| DIRECTIONS |
Would you transcribe the data word for word?

| MATERIAL TO PROCESS |
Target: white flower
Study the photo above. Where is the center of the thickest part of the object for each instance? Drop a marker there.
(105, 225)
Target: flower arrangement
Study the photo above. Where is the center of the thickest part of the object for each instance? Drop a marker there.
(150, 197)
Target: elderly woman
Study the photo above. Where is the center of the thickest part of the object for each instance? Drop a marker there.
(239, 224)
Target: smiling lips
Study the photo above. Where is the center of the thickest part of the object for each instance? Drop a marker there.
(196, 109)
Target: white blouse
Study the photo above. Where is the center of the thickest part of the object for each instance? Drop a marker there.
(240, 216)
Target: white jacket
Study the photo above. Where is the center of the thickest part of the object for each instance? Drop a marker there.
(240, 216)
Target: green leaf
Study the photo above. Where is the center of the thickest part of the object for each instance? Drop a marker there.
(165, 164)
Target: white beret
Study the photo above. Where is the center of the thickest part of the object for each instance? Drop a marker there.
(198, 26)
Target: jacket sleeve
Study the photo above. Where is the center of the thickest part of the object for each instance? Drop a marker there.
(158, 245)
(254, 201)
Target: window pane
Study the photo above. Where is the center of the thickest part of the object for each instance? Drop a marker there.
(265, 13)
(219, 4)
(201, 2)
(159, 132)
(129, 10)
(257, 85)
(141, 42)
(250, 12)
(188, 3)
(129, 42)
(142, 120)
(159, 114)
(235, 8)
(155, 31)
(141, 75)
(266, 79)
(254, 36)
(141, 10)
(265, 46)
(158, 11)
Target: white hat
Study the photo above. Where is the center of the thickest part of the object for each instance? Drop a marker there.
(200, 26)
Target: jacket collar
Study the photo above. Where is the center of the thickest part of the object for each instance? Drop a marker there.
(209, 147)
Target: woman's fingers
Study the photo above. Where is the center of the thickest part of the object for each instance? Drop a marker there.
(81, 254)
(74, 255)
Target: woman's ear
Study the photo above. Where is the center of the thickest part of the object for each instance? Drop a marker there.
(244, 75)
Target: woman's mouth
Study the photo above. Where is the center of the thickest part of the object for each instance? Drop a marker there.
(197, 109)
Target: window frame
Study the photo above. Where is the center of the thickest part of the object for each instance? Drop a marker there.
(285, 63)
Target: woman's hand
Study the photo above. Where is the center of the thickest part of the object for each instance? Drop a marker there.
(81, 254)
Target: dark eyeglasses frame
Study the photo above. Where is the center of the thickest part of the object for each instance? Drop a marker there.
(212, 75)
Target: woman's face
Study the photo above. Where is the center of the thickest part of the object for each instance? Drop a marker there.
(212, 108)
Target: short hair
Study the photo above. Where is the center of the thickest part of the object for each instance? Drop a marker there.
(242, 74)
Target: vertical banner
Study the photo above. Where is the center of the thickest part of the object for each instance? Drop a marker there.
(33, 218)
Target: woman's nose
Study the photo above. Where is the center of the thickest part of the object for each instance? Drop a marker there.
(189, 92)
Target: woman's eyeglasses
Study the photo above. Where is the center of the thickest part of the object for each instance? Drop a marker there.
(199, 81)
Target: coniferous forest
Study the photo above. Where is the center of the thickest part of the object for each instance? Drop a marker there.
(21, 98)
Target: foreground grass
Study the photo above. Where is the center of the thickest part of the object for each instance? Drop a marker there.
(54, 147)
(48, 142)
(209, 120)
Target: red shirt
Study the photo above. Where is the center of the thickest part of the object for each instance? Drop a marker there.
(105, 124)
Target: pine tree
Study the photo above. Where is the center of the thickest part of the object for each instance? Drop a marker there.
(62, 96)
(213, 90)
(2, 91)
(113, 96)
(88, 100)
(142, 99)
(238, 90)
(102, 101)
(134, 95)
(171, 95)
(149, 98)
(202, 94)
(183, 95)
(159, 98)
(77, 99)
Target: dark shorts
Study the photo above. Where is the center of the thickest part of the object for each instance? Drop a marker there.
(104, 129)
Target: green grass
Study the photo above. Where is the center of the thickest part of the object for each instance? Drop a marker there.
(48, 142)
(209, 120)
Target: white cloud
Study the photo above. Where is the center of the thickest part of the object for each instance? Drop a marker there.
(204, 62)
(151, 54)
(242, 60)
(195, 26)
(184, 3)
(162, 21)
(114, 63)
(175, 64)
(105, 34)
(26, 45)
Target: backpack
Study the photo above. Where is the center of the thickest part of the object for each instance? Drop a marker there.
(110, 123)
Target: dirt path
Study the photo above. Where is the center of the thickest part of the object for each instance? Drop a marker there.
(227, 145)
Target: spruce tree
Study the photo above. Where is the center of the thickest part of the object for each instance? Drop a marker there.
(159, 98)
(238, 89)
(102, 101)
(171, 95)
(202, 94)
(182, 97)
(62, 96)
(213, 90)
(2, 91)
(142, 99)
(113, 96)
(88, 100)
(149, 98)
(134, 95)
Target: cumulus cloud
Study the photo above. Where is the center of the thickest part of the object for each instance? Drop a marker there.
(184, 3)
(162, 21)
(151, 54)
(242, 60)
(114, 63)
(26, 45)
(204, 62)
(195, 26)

| ANSWER TO THIS EXERCISE |
Target: white flower
Study the photo above. Where is the center of the thickest part of the object for each instance? Drop a marker there.
(105, 225)
Target: flower arrangement
Study the photo above. Where is the center of the thickest part of the object for each instance? Drop a marker there.
(150, 197)
Target: elderly woman
Study the photo above. Where is the center of the thickest part of the object for each instance? Drop a marker there.
(239, 224)
Target: smiling lips
Study the photo above. Where is the center of the thickest part of the object for each instance? Drop a marker there.
(196, 109)
Target: white blouse
Study the photo above. Where is the center of the thickest part of the object for each instance? Drop a marker there.
(240, 216)
Target: white jacket
Study the photo above. Where is the center of the thickest part of the object for each instance? Drop a marker there.
(240, 216)
Target: green leaf
Study the photo above. Where is the center of the thickest part of the object for each instance? Drop a marker there.
(165, 164)
Target: white beret
Study the photo above. Where is the center of the thickest part of the object for each instance? Drop a marker there.
(198, 26)
Target: jacket sleeve
Study the photo above. Where is the center of the thickest part of the object for each instance? Drop a marker there.
(158, 245)
(254, 201)
Target: window pane
Study the photo above. Where is the center of the thickest part of the object for each instance? Drop a marker there.
(265, 13)
(219, 4)
(201, 2)
(159, 132)
(129, 10)
(257, 85)
(141, 42)
(250, 12)
(188, 3)
(129, 42)
(142, 120)
(159, 114)
(235, 8)
(155, 31)
(141, 75)
(266, 79)
(254, 36)
(141, 10)
(265, 46)
(158, 11)
Target: white hat
Study the photo above. Where is the center of the thickest part of the object for each instance? Drop a marker there.
(200, 26)
Target: jacket collar
Study the photo above. Where is the center of the thickest part of the object for each instance? Drop a marker there.
(209, 147)
Target: woman's fingers
Study the photo above. Where is the center of the thickest part of the object for each instance? Drop a marker there.
(81, 254)
(74, 255)
Target: woman's ear
Study the photo above. Where is the center of the thickest part of the object for each instance? Drop a marker there.
(244, 75)
Target: woman's mouth
Study the photo above. Where is the center of the thickest part of the object for each instance? Drop a marker there.
(197, 109)
Target: window frame
Study the photo above. Where is the center of the thickest part of the object for each instance? Drop a marker there.
(285, 63)
Target: woman's hand
Study the photo above. Where is the center of the thickest part of the object for each instance? Drop a marker there.
(81, 254)
Target: dark eyeglasses frame
Study the photo above. Where is the center of the thickest part of the object for each instance? Drop a marker there.
(212, 75)
Target: woman's face
Study the photo above. Where is the center of the thickest part of the object for each instance? Drop a marker there.
(212, 108)
Target: short hair
Study the photo above. Where is the center of the thickest part of the object for each instance? Drop a marker there.
(242, 74)
Target: vertical banner
Study the photo above. Where is the center of the thickest part of the object for each instance? Drop a marker there.
(33, 218)
Target: woman's nose
Study the photo above. Where is the center of the thickest part of the object for each instance? Drop a marker there.
(189, 92)
Target: woman's eyeglasses
Study the photo above. Where is the center of the thickest part of the object for each instance? Drop a marker there.
(199, 81)
Target: coniferous forest
Study the photo above. Where is the center of the thickest part of the object for each instance? Drop a marker there.
(21, 98)
Target: foreground grass
Study the photo above. Where is the center of the thickest part of the object for each instance? Drop a marker there.
(54, 147)
(48, 142)
(209, 120)
Target: red shirt
Study the photo above. Where is the center of the thickest part of the object for each instance? Drop a marker there.
(105, 124)
Target: pine tree
Study the photo above. Where is the center of the thickest part of the object for each instance? Drop a marker there.
(62, 96)
(213, 90)
(2, 91)
(113, 96)
(88, 100)
(142, 99)
(238, 90)
(102, 101)
(134, 95)
(171, 95)
(149, 98)
(202, 94)
(183, 95)
(159, 98)
(77, 99)
Target: dark shorts
Study the photo above. Where is the center of the thickest part of the object for each instance? Drop a marker there.
(104, 129)
Target: green grass
Study the photo above. Where is the center of the thickest part of the object for each instance? Drop a marker there.
(48, 142)
(209, 120)
Target: white cloud
Study the photo above. Where is the center of the thickest part of the object for each instance? Drop a marker there.
(204, 62)
(151, 54)
(242, 60)
(195, 26)
(184, 3)
(162, 21)
(114, 63)
(175, 64)
(105, 34)
(26, 45)
Target: backpack
Study the photo above. Where is the center of the thickest part of the object for each instance? Drop a marker there.
(110, 123)
Target: dirt path
Study the photo above. Where is the center of the thickest part of the object for each instance? Drop a marker there.
(227, 145)
Target: spruce tree
Study the photo above. Where is the center of the thickest part of the object for each instance? Drop a marker there.
(159, 98)
(238, 89)
(102, 101)
(171, 95)
(202, 94)
(182, 97)
(62, 96)
(213, 90)
(2, 91)
(142, 99)
(113, 96)
(88, 100)
(149, 98)
(134, 95)
Target: cumulus cloud
Study the photo above. Where is the center of the thickest part of the object for each instance? Drop a marker there.
(184, 3)
(162, 21)
(151, 54)
(242, 60)
(114, 63)
(26, 45)
(204, 62)
(195, 26)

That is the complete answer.